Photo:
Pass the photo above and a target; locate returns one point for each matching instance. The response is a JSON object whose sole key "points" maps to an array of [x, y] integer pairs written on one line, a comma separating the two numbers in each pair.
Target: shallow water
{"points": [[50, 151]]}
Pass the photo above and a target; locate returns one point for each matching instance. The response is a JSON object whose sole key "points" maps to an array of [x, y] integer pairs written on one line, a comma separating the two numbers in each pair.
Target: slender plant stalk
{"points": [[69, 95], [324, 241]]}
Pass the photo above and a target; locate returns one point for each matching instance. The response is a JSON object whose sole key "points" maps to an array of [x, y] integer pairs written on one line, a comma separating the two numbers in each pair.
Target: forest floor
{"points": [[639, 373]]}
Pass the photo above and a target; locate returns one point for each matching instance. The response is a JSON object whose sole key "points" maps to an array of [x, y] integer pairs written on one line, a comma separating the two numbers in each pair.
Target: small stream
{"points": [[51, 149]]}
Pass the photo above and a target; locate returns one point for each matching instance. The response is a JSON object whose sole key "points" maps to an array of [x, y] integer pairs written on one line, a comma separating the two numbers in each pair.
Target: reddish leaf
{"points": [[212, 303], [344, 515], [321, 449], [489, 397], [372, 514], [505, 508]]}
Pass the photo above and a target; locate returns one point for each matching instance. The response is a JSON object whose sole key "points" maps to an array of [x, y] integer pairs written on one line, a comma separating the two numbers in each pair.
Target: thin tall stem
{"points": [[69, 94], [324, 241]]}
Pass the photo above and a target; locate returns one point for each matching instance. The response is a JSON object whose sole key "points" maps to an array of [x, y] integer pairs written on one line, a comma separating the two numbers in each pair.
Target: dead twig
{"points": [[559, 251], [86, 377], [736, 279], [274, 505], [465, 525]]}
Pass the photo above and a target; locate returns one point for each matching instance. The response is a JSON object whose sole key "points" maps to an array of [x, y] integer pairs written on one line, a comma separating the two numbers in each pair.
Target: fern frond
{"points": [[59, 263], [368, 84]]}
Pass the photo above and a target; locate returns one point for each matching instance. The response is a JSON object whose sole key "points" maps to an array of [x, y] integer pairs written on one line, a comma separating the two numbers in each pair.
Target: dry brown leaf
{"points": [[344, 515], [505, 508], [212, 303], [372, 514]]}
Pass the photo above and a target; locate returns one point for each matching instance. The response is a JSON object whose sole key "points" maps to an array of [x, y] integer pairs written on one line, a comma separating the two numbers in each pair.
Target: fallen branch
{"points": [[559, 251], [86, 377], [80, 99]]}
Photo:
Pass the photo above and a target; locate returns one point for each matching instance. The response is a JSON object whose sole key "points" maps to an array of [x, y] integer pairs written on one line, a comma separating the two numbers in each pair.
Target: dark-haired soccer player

Exercise: Make sure every record is repeated exactly.

Answer to the exercise:
Photo:
Pass the photo above and a target; locate returns one point for each matching instance. The response is a JSON object whose sole key "points" maps to an array of [x, y] integer pairs written on one line, a comma separating the two numbers in each pair.
Target: shallow water
{"points": [[50, 151]]}
Pass the photo above and a target; locate returns one point for each matching instance. The response is a JSON object whose sole key "points" maps to an array of [x, y] integer pairs written on one line, a comma separating the two numbers in each pair.
Target: slender plant stalk
{"points": [[69, 95], [324, 241]]}
Pass the photo above and a target; locate returns one point for each matching instance. The response is a JSON object whose sole key "points" maps to an array of [x, y] integer pairs written on one line, a comma separating the two numbers in each pair.
Target: forest floor
{"points": [[639, 373]]}
Pass the photo above and a target; locate returns one point for each matching instance. The response is a JSON object whose sole key "points" maps to an array of [x, y] integer pairs written on one line, a comma separating the two numbers in each pair.
Target: small stream
{"points": [[51, 149]]}
Pass the photo above and a target; locate returns one point for each matching instance. The response is a JSON object whose sole key "points" maps to an array of [x, y] integer pairs written on one line, a comma separating the two numbers in each pair.
Target: reddish leaf
{"points": [[212, 303], [344, 515], [321, 449], [489, 397], [372, 514], [505, 508]]}
Pass the photo above and a target; locate returns one point for each matching instance. The response is a JSON object whose sole key "points" maps to an array of [x, y] integer pairs written on one line, a comma separating the two numbers in each pair.
Target: thin tall stem
{"points": [[69, 94], [324, 241]]}
Pass the photo above and a target; locate returns one point for each matching instance. The response is a JSON object whose sole key "points" maps to an array of [x, y] integer pairs written on one line, a comma separating the two numbers in each pair.
Target: dead twig
{"points": [[559, 251], [86, 377], [736, 279], [274, 505], [465, 525]]}
Pass the photo above and a target; locate returns one point for each matching instance. The response is a JSON object whose sole key "points" maps to an array of [x, y] integer pairs written on one line, a comma separating the two numbers in each pair.
Target: fern frond
{"points": [[59, 263], [368, 84]]}
Pass the photo above and a target; locate returns one point for each matching instance. The response is a JSON object whose sole key "points" maps to an array of [x, y] integer pairs written on one line, a comma separating the two numbers in each pair.
Target: dry brown leaf
{"points": [[344, 515], [505, 508], [212, 303], [372, 514]]}
Pass the photo above and a target; locate returns one point for each matching instance. The response is a JSON object whose sole key "points" maps to an array of [x, y] integer pairs written on one line, a comma separating the two numbers in each pair.
Target: fallen branch
{"points": [[559, 251], [86, 377], [80, 99]]}
Photo:
Pass the photo above and a target; locate returns one point for each matching instance. The response is a JSON object whose sole key "points" maps to an array of [x, y] integer pairs written on one line, a comma separating the two numbers in each pair.
Target: dark-haired soccer player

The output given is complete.